# Set problem:
In the passage on schooling in Jamaica, how many schools does each school inspector have in his charge?

# Provided passage:
• • •

Each morning I met flocks of black children, carrying their slates and their few books on their heads, hurrying to school, usually in the church, from which a chorus of hymns invariably arose as soon as the pupils were gathered. In the early days the government of Jamaica did little toward educating the populace, but left it to the denominational schools. Only a few years ago was the penny a week, still required of pupils in most of the British West Indies, abolished, and though there are public schools now in every parish, the Moravians, Anglicans, Catholics, Presbyterians, the Church of Scotland, the Baptists, the Wesleyans, and the Church of Jamaica get government subsidies for educational purposes. England’s school record in Jamaica is as low as our own in Porto Rico. Slightly more than half the children of school age are enrolled, and the attendance of these is fitful. There is compulsory attendance only in Kingston and two or three other towns. Only three out of every hundred pupils reach the sixth grade, and in all the island fewer than three thousand continue in school after the age of fourteen. School inspectors play an important part in the social life, each having about seventy schools in his charge, which he must visit twice a year. The Jamaica government has often been warned against the danger of teaching her democracy to read unless she also taught it to think, but the warning has never been taken very seriously.

• • •

# Material provided:
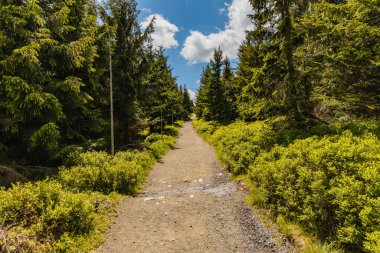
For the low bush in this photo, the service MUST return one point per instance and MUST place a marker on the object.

• • •

# Result below:
About seventy schools, each of which he must visit twice a year.